Shape labeling records:
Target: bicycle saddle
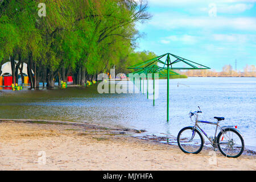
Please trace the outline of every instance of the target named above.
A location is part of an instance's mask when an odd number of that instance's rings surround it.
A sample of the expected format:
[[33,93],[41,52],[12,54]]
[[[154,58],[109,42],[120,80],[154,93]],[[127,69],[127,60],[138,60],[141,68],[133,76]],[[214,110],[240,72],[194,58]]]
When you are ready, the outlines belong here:
[[225,118],[224,117],[214,117],[214,119],[216,119],[217,120],[218,120],[218,121],[221,121],[221,120],[224,120]]

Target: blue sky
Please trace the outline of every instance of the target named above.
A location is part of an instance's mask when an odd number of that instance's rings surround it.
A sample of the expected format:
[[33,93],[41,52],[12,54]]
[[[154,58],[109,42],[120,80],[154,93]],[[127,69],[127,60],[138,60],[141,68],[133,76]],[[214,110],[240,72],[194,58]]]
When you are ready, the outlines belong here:
[[[137,0],[139,1],[139,0]],[[256,64],[256,0],[148,0],[136,51],[172,53],[220,71]]]

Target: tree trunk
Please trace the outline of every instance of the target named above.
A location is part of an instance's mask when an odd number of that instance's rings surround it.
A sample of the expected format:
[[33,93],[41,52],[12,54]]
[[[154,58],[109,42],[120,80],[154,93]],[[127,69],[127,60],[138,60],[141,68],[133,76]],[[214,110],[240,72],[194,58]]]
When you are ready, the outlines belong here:
[[10,56],[11,61],[11,76],[13,76],[13,84],[15,83],[15,61],[14,60],[14,57],[13,56]]
[[81,68],[79,68],[78,70],[77,84],[78,85],[80,85],[81,84]]
[[28,55],[28,61],[27,61],[27,74],[28,74],[28,79],[29,81],[30,82],[30,88],[35,88],[34,86],[34,83],[35,83],[35,81],[34,79],[35,78],[33,76],[33,74],[32,73],[32,54],[30,53]]
[[20,64],[21,64],[21,67],[20,67],[20,68],[19,68],[19,72],[20,73],[20,77],[22,78],[22,84],[24,84],[24,76],[23,76],[23,73],[22,72],[22,71],[23,70],[23,62],[22,61],[22,60],[20,62]]
[[82,86],[84,86],[85,83],[85,69],[82,69],[81,75],[81,82],[80,85]]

## Exercise brief
Copy every line from the one containing "Target: blue sky" through the end of the items, changing nothing except the outline coordinates in the answers, each of which should be offset by 26.

## Exercise solution
Target: blue sky
Please trace the outline of every instance of the target named above.
A location is part of an instance's mask when an odd number of that instance's rings surround it.
A sample of the expected format:
[[33,93],[41,52],[12,54]]
[[[154,58],[109,42],[120,80],[154,93]],[[127,69],[127,60],[138,60],[141,68],[133,76]],[[214,110],[240,72],[194,58]]]
When you are ready, the outlines belong here:
[[[163,26],[165,27],[165,26]],[[282,90],[282,26],[174,26],[162,77],[198,79],[246,97]]]

Target: tree trunk
Please trace the outline of every instance of the target named above.
A location is part of an instance's mask when an odd number of that instance's rings surround it.
A sample of the expected format:
[[33,93],[41,52],[12,54]]
[[[154,58],[109,42],[120,80],[154,93]],[[127,69],[127,60],[138,60],[141,68],[133,76]],[[214,110],[240,72],[194,58]]]
When you are ready, the outlines belong here:
[[36,82],[37,87],[37,102],[39,102],[39,110],[41,109],[41,87],[40,86],[40,83],[39,82]]
[[107,94],[105,94],[104,96],[103,110],[104,111],[106,111],[107,110]]
[[54,81],[54,87],[53,87],[53,100],[54,100],[54,105],[55,107],[56,108],[56,114],[61,114],[60,112],[60,109],[61,109],[61,107],[60,105],[61,104],[59,102],[59,100],[58,99],[58,80],[56,79]]
[[46,90],[47,90],[47,93],[46,93],[46,94],[45,94],[45,98],[46,99],[46,103],[48,104],[48,110],[50,110],[50,102],[49,102],[49,99],[48,98],[48,97],[49,96],[49,88],[48,87],[48,86],[46,88]]
[[108,112],[110,112],[111,109],[111,95],[108,95],[107,101],[107,108],[106,111]]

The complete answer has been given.